### TO DO
Give all the lines below again, exactly, with no pictures.
======== EXTRACTED INFORMATION
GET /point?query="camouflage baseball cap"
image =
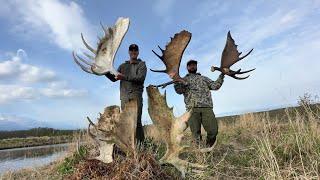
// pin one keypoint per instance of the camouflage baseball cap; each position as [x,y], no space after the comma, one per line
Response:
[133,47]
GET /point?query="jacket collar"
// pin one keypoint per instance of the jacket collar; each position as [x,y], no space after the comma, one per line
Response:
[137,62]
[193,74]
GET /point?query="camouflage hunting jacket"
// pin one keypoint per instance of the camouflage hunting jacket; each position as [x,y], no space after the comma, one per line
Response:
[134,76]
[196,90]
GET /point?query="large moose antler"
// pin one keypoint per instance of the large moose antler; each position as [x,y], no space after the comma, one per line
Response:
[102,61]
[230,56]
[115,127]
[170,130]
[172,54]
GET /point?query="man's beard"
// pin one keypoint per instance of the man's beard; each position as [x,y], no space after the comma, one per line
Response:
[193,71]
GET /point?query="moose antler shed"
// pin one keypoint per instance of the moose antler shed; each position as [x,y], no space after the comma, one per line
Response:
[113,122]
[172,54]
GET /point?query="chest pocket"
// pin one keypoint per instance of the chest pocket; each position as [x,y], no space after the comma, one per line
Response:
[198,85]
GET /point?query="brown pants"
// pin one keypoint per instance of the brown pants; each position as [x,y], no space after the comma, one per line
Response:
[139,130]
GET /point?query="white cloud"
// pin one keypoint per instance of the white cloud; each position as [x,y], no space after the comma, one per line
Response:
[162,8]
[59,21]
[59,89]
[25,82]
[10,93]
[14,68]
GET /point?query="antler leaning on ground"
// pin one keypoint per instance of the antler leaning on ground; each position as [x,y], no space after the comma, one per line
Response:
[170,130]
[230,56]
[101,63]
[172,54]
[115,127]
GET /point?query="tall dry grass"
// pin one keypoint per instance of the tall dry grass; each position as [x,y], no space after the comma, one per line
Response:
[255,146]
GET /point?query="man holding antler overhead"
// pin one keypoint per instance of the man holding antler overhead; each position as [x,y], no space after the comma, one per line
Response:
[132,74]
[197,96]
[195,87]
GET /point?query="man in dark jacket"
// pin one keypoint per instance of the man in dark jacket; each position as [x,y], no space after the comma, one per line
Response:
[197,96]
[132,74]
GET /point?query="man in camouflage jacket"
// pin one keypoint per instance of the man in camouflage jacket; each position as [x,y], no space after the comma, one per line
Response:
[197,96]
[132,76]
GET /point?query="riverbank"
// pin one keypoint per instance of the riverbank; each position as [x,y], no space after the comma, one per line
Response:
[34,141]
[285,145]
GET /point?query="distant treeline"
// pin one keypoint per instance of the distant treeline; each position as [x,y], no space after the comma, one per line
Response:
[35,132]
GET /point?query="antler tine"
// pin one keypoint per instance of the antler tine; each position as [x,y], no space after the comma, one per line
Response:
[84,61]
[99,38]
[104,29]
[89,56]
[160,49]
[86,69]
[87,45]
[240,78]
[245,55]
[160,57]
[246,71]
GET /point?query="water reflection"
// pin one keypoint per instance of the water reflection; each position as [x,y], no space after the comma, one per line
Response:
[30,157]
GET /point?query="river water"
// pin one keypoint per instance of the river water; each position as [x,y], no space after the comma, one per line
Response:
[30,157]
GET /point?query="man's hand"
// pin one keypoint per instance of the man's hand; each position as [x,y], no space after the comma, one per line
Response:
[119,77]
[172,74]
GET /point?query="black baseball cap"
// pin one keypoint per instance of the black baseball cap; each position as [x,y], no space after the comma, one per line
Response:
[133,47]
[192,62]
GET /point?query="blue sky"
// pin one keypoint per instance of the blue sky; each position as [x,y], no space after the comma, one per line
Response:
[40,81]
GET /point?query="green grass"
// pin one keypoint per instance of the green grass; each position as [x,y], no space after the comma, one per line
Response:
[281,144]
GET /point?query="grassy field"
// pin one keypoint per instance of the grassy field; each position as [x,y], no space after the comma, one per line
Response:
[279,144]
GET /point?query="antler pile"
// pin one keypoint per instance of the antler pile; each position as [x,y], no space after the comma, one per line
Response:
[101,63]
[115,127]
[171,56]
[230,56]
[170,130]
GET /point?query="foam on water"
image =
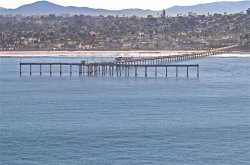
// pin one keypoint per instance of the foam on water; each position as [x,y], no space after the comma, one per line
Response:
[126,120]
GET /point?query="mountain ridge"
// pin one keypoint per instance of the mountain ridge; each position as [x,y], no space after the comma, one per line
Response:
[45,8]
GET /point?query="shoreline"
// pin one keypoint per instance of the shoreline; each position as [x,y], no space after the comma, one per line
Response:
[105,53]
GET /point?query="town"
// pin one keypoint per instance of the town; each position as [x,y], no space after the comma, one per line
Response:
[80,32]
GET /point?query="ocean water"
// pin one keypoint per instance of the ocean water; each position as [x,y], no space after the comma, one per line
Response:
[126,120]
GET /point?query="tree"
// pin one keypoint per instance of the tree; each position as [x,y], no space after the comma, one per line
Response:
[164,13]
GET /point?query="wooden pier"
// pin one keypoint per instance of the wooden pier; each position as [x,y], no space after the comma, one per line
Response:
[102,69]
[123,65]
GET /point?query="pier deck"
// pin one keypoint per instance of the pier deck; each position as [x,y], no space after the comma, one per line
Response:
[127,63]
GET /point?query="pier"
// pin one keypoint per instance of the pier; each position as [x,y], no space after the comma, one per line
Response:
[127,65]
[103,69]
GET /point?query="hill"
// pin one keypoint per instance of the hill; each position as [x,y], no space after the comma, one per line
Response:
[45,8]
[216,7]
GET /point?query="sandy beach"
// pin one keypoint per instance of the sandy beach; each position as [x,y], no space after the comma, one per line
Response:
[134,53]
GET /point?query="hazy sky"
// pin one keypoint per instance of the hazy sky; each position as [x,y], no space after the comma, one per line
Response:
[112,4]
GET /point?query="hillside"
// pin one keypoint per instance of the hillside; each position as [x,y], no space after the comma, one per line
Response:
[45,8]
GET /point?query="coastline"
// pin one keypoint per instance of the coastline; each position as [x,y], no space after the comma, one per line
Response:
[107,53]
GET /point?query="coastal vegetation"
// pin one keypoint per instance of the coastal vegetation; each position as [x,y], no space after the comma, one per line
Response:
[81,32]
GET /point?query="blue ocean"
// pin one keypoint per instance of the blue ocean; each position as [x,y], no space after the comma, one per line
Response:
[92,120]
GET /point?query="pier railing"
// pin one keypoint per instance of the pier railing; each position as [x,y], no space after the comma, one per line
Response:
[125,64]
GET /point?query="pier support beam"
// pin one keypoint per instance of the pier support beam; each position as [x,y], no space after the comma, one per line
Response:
================
### EXERCISE OUTPUT
GET /point?query="camouflage baseball cap"
image =
// pin one keypoint per instance of the camouflage baseball cap; each position as [x,y], no space after the comma, one per line
Response:
[133,47]
GET /point?query="jacket collar"
// pin one keypoint per instance of the jacket collar; each position as [x,y], no space after the comma, one per line
Response:
[137,62]
[193,74]
GET /point?query="camouflage hunting jacket"
// pin one keypoint per instance of the camouflage hunting jacket; each position as [x,y], no space after the comma, one per line
Response:
[134,76]
[196,90]
GET /point?query="large moose antler"
// pin one keypoint per instance of the large moose antler; each position as [x,y], no space after the comma, one per line
Response:
[102,61]
[230,56]
[115,127]
[170,130]
[172,54]
GET /point?query="man's beard"
// pin one keypoint per instance of the man's beard; each position as [x,y], no space after the comma, one per line
Response:
[193,71]
GET /point?query="moose antler shed"
// pin one keypoint per instance of the moose antler shed; each position as [x,y], no space after the comma, one per line
Response:
[113,122]
[172,54]
GET /point?query="chest pocket"
// pin one keypoint per instance of the chest pocket; each position as [x,y], no space after the comma, one per line
Response:
[198,85]
GET /point?query="brown pants"
// pin one keypoint per instance of the brown pants; each position as [x,y], no space after the comma, one per line
Response:
[139,130]
GET /point?query="white cloud"
// pin one keypoint per instance of the white cloud; each position as [x,y], no space after the comma, one per line
Response:
[162,8]
[59,21]
[59,89]
[25,82]
[10,93]
[14,68]
GET /point?query="antler leaning on ground"
// pin one keypoint per instance of the antler leaning on ground; each position as [x,y], no space after the comma, one per line
Response:
[170,130]
[230,56]
[101,63]
[172,54]
[115,127]
GET /point?query="tall dry grass"
// pin one keypoint per instance of the tall dry grass; each position as [x,y], no space after the comma, one per line
Response:
[255,146]
GET /point?query="man holding antler overhead"
// pin one keypoint per instance of the man holding antler overhead; each position as [x,y], no space after the comma, one per line
Response:
[132,74]
[197,96]
[195,87]
GET /point?query="man in dark jacket"
// pin one keypoint per instance of the man in dark jacket; each position as [x,y], no space after the comma, one per line
Response:
[197,96]
[132,74]
GET /point?query="man in camouflage jacket"
// pin one keypoint per instance of the man in camouflage jacket; each position as [x,y], no space after the comma, one per line
Response:
[197,96]
[132,76]
GET /point?query="riverbank"
// pin one keypoint per instance of the riverbank; each position as [x,y], no space after the comma, one per line
Response:
[34,141]
[285,145]
GET /point?query="distant treeline"
// pin one keypoint per instance of the distant treeline; each position as [x,y], no space after the comma, one per line
Response:
[35,132]
GET /point?query="antler tine"
// pin one keypoint per instance of the antler tine; each position as [x,y], no space after the comma, one per line
Response:
[84,61]
[99,38]
[104,29]
[89,56]
[160,49]
[86,69]
[87,45]
[240,78]
[245,55]
[160,57]
[246,71]
GET /point?query="water reflection"
// pin one keypoint per instance of the water reflection; each position as [x,y], no space after the comma, one per line
Response:
[30,157]
GET /point?query="river water"
// pin one keypoint per instance of the river water; each position as [x,y], no space after the comma, one per line
Response:
[30,157]
GET /point?query="man's hand"
// pin one keypoint per instance of the man's hand; each position as [x,y], no space after the comma, one per line
Response:
[119,77]
[172,74]
GET /point?query="black baseball cap"
// pin one keypoint per instance of the black baseball cap; each position as [x,y], no space after the comma, one per line
Response:
[133,47]
[192,62]
GET /point?query="blue sky"
// pin one keypoint per instance of the blue sky; each position as [x,y], no space after the comma, one per line
Response:
[40,81]
GET /point?query="green grass"
// pin one keypoint per instance of the green grass; each position as [x,y], no space after the comma, one per line
Response:
[281,144]
GET /point?query="grassy field"
// pin one keypoint per instance of the grassy field; each position as [x,y], no space after the comma, one per line
Response:
[279,144]
GET /point?query="antler pile"
// pin one keypoint per instance of the antler pile; each position as [x,y], no space after the comma, one per line
Response:
[101,63]
[115,127]
[171,56]
[230,56]
[170,130]
GET /point?query="foam on water"
image =
// pin one keypoint per instance of the foam on water; each position as [x,y], no space after the comma, one per line
Response:
[126,120]
GET /point?query="mountain ridge"
// pin one keypoint per instance of the mountain ridge; each position as [x,y], no space after the comma, one per line
Response:
[45,8]
GET /point?query="shoreline"
// pin one keypoint per instance of the shoreline; each position as [x,y], no space after the comma, one per line
Response:
[105,53]
GET /point?query="town"
// pin one keypoint per instance of the town; each position as [x,y], no space after the comma, one per line
Response:
[80,32]
GET /point?query="ocean water"
// pin one keypoint per instance of the ocean water; each position as [x,y], no space after the comma, one per line
Response:
[126,120]
GET /point?query="tree"
// pin one keypoint per instance of the tree; each position as [x,y], no space after the comma, one per line
Response:
[164,13]
GET /point?query="wooden pier"
// pin one keypoint per instance of the wooden pier; each position as [x,y], no space after the comma, one per line
Response:
[102,69]
[123,65]
GET /point?query="pier deck"
// pin one keypoint per instance of the pier deck; each position as [x,y], no space after the comma, one per line
Response:
[127,63]
GET /point?query="pier"
// pin one keypoint per instance of the pier; each position as [x,y], no space after the comma, one per line
Response:
[127,65]
[103,69]
GET /point?query="hill"
// pin one keypoint per instance of the hill; each position as [x,y], no space after the comma, one per line
Response:
[45,8]
[216,7]
GET /point?query="sandy beach"
// pin one keypoint per instance of the sandy beach; each position as [x,y], no space after the comma, one per line
Response:
[134,53]
GET /point?query="hazy sky"
// pin one keypoint per instance of the hazy sky; each position as [x,y], no space after the comma, one per line
Response:
[112,4]
GET /point?query="hillside"
// pin one keypoint per instance of the hillside; each position as [x,y], no space after the comma, one per line
Response:
[45,8]
GET /point?query="coastline"
// pin one keypoint per instance of the coastline; each position as [x,y], no space after the comma, one per line
Response:
[107,53]
GET /point?query="coastal vegetation"
// pin one keypoint per instance of the coastal vegetation; each position as [x,y], no space after the comma, one per line
Response:
[81,32]
GET /point?query="blue ocean"
// pin one keypoint per instance of the blue ocean; each position as [x,y], no space after the comma, one per line
Response:
[92,120]
GET /point?query="pier railing"
// pin one keypoint per instance of the pier railing; each position as [x,y], no space after the comma, one per line
Response:
[125,64]
GET /point?query="pier support beam"
// pin one keypoint per instance of the pier support beam; each position as [x,y], no space after the comma, one per line
Response:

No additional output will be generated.